Instructions to follow: Can you resume the article on signal-to-noise ratio in algorithmic sourcing, picking up right after its final paragraph?

Selected extract:

——

Signal-to-noise Ratio

Olivier Huez
Red River West
Published in
10 min readDec 5, 2022

How to apply telecom-based principle to algorithmic sourcing

From Telecom to Data driven Venture Capital investing

I graduated as a Telecom Engineer, taking classes in mobile network dimensioning, communication theory etc… We learned about the inner workings of mobile networks and I was fascinated how such a relatively low power signal from the phone could allow you to have a clear conversation even if the cell tower was a couple of km away with trees and walls in the way!

After graduating, I stayed in telecom and worked at Orange for a few years in R&D then product management in Washington before embracing more financial roles: CFO of two start-ups and then investor at C4 Ventures in London.

But telecom subjects didn’t completely disappear; I even made one investment in that space in an Israeli company called drivenets… But admittedly, most of the technicalities, concepts and formulas of telecom worlds have faded a bit in my memory to be replaced by more financial ones..

There is one however that has caught up with me over the last few months at Red River West : The Signal-to-Noise Ratio

Indeed, we are very proud at Red River West to have developed an advanced algorithmic sourcing platform, which we call RAMP (for Red River Algorithmic Management Platform). Abel actually wrote about what we do in a series of articles over the last few weeks.

As we keep expanding the capabilities of this platform and adding new data sources, the concept of Signal to Noise ratio is becoming more and more relevant.

Let’s see what it means in the context of algorithmic sourcing, why it matters and what we can do about it…

Signal to Noise to noise ratio

SNR or signal-to-noise ratio is the ratio between the desired information (or the power of a signal) and the undesired signal (the power of the background noise). The formula is therefore the Power of the signal divided by the power of noise.

A ratio greater than 1, signifies more signal than noise!

Imagine yourself in a bar on a Thursday night (I used to live in London!): understanding what your friends are saying over the chatter of your fellow drinkers makes this concept very clear: as the pub fills up and the background noise increases, you must increase the power of your signal by speaking louder, getting closer to your friend’s ear or repeating the same sentence several times!

But what does it mean for Data driven VCs focusing on algorithmic sourcing?

First, quick reminder on what is algorithmic sourcing:

As we live in a digital world, all companies leave footprints online: end users download and review apps, employees update their linkedin profile, companies publish job descriptions, founders talk at public events etc… These footprints hold interesting information on the company’s health and its business.

At Red River West, we’re collecting millions of data points for more than 25,000 startups in Europe. We combine these data points to rate the companies and identify the best investment opportunities.

We’re looking for the most promising startups. It usually starts with those which are growing the fastest. Therefore, our main “signal” is typically the pace at which a company is developing…

We also look for other signals. E.g we calculate an ESG score for all startups, in that case, the signal we chose is the level of focus on ESG matters by the management of the company.

What does “Noise” mean in the context of Algorithmic Sourcing?

In our case, noise is simply made of all the unwanted data that are not relevant. If I re-use the example of ESG scoring, greenwashing typically adds a lot of noise that could make our reading of the ESG score completely biased… (which is exactly the point of people doing greenwashing)

——

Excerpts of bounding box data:
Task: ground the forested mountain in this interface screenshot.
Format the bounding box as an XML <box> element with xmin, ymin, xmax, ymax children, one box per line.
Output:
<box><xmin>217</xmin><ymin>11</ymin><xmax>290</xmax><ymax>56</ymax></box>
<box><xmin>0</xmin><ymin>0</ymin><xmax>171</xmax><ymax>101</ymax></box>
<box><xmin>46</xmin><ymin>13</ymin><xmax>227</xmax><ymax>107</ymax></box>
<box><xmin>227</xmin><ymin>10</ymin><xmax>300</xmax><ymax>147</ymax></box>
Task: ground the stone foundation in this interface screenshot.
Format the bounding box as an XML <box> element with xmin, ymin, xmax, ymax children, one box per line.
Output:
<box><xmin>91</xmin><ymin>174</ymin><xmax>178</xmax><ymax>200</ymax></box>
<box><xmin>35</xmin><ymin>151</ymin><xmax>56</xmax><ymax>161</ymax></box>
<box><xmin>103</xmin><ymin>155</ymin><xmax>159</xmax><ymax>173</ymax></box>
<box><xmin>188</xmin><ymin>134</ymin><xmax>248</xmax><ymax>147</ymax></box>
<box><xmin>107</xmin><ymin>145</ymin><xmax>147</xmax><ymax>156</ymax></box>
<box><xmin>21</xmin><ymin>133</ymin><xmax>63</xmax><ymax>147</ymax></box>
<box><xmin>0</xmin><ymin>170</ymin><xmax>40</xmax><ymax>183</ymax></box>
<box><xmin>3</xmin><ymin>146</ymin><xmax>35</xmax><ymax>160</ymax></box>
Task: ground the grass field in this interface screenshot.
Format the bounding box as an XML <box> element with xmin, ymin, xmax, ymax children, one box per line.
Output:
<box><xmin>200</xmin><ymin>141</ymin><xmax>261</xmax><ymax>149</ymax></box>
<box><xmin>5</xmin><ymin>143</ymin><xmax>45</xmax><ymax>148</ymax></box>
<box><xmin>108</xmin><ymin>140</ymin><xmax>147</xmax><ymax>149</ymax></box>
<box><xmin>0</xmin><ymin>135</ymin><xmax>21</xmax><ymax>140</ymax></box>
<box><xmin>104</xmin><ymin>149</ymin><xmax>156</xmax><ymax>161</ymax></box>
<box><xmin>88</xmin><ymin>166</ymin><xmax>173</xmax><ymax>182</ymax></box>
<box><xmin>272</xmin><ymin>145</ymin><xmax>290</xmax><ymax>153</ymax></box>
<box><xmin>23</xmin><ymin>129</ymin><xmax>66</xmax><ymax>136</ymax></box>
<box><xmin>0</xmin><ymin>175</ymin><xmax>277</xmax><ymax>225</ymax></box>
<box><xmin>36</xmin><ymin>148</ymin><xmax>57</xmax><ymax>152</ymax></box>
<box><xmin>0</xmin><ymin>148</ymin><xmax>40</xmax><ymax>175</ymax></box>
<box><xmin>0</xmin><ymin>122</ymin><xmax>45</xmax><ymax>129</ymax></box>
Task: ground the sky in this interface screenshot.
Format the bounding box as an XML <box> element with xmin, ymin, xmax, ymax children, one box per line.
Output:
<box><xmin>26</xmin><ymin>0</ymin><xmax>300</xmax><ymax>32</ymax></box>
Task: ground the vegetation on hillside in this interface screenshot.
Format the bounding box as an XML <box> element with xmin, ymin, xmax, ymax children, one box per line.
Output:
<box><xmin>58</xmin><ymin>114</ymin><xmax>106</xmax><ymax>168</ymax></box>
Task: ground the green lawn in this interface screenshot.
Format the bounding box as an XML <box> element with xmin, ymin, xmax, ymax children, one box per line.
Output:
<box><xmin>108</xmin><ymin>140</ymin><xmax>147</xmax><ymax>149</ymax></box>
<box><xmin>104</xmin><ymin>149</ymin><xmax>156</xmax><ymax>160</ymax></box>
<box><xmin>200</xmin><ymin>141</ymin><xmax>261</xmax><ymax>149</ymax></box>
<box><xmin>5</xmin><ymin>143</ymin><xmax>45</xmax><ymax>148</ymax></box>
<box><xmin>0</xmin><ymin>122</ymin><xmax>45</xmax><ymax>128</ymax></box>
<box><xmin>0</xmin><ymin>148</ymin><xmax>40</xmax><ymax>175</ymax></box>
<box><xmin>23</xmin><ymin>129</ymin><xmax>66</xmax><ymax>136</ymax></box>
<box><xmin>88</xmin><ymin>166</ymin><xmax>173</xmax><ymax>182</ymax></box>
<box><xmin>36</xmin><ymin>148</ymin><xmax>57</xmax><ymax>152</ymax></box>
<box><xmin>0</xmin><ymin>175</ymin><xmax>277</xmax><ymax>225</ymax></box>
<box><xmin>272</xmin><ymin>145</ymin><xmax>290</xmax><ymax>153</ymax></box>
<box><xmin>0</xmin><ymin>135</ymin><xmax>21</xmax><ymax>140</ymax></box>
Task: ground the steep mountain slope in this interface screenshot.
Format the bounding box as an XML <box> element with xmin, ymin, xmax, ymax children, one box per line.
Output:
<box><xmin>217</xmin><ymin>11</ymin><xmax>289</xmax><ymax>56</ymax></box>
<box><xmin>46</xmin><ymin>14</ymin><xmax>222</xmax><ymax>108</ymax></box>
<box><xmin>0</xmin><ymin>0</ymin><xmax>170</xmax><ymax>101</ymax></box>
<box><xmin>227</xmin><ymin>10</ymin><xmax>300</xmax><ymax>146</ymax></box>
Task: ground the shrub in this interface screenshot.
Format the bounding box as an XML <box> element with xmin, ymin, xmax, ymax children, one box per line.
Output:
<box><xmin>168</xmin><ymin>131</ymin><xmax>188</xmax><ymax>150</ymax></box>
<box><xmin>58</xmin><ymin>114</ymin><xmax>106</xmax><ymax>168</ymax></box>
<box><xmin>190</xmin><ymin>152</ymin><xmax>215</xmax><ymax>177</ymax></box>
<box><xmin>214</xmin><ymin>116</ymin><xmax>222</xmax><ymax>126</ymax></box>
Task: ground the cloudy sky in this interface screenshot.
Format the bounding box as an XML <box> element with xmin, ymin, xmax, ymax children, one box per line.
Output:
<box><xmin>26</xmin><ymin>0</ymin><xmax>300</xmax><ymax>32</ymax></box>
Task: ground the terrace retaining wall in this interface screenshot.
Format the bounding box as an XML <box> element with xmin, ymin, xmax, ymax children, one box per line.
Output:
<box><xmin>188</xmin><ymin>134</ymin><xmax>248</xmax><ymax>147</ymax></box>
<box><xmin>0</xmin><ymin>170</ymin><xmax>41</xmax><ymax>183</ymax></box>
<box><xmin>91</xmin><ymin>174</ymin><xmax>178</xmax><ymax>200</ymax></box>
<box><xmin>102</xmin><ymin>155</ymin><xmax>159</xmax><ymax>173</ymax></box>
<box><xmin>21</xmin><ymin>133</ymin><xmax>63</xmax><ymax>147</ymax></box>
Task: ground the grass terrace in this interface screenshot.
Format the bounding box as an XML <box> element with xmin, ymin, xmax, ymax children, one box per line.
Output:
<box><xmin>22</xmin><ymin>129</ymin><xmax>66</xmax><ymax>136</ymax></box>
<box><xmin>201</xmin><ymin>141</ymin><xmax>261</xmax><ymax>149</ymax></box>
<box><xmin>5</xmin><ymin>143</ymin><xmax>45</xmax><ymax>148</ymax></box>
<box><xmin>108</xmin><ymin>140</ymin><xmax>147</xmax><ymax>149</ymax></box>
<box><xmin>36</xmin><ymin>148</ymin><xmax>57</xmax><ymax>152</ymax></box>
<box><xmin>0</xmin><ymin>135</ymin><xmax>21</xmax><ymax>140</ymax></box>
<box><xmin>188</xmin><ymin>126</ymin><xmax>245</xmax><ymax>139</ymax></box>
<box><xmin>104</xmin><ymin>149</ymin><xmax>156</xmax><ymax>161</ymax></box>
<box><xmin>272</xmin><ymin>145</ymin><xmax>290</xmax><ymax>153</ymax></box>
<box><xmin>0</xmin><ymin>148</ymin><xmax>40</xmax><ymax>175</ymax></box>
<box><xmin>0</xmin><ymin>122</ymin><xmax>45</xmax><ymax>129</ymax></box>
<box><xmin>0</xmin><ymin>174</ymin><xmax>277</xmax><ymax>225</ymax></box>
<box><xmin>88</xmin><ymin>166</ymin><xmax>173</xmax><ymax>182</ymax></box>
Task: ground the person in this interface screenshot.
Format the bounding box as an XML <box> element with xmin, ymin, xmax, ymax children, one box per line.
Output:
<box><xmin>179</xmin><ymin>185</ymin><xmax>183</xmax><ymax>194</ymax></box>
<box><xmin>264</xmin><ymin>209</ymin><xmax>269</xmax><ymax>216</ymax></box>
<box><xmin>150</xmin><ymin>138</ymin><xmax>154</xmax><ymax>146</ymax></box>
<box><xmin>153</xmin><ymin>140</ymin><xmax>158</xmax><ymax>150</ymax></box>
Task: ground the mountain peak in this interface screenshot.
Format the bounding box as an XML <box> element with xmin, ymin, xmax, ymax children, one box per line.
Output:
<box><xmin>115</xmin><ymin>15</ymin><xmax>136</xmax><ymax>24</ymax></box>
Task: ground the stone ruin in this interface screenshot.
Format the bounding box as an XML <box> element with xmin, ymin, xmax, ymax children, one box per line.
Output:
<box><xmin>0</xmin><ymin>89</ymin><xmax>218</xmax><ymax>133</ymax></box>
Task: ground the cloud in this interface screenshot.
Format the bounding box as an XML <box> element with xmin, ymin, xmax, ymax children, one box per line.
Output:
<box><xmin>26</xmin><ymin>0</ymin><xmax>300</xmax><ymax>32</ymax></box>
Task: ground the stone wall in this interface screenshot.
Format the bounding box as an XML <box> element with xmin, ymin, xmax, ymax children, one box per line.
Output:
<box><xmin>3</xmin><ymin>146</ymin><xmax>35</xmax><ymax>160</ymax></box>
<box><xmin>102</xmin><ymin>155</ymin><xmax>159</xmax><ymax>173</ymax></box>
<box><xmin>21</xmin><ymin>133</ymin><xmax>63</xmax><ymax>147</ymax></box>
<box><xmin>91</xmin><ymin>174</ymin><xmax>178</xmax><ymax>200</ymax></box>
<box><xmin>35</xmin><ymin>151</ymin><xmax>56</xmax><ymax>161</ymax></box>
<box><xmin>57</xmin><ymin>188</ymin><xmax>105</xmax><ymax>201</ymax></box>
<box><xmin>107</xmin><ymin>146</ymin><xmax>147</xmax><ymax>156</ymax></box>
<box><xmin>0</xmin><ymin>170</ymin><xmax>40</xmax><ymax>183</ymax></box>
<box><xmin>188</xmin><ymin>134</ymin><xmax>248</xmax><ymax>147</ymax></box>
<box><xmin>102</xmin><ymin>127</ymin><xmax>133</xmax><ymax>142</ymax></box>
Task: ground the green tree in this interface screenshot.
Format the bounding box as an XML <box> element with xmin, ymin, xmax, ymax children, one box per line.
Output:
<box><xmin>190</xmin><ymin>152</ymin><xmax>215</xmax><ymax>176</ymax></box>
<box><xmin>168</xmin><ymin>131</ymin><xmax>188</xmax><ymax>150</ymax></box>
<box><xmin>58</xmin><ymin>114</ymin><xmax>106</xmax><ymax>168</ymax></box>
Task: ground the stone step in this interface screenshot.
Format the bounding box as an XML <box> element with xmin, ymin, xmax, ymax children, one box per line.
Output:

——

Final answer:
More generally, the various signals are calculated from a combination of smaller indicators that are very hard to identify and leverage in the midst of all data generated online.

That’s why looking for “weak” signals about private young companies is no small feat and certainly more complicated than for Investors focusing on listed companies where the information is more structured and widely available!

Law of diminishing returns

Algorithmic sourcing’s basic principle is to start from a database of individual startups (at least a few thousands depending on the investment thesis) and enrich the platform’s “knowledge” of a given startup by collecting a wide variety of data points. These data sources can be structured or unstructured, the data can be quantifiable or qualitative, discrete or continuous etc.

An example of unstructured data is the technology stack used by a given company described in a press release or a job description, an example of quantifiable (quasi)-continuous data is the web-traffic on their website etc…

Some of this data is relatively easy to identify and a data driven investor would typically start with the most obvious ones of course. For example, the growth of employees in a company (quantitative data) is generally a good proxy of the growth of the company’s revenue.

Let’s take a qualitative data point: a successful entrepreneur who a few months after selling her company, updates her linkedin profile with a new title saying “working on something new” is obviously something early stage funds would value a lot.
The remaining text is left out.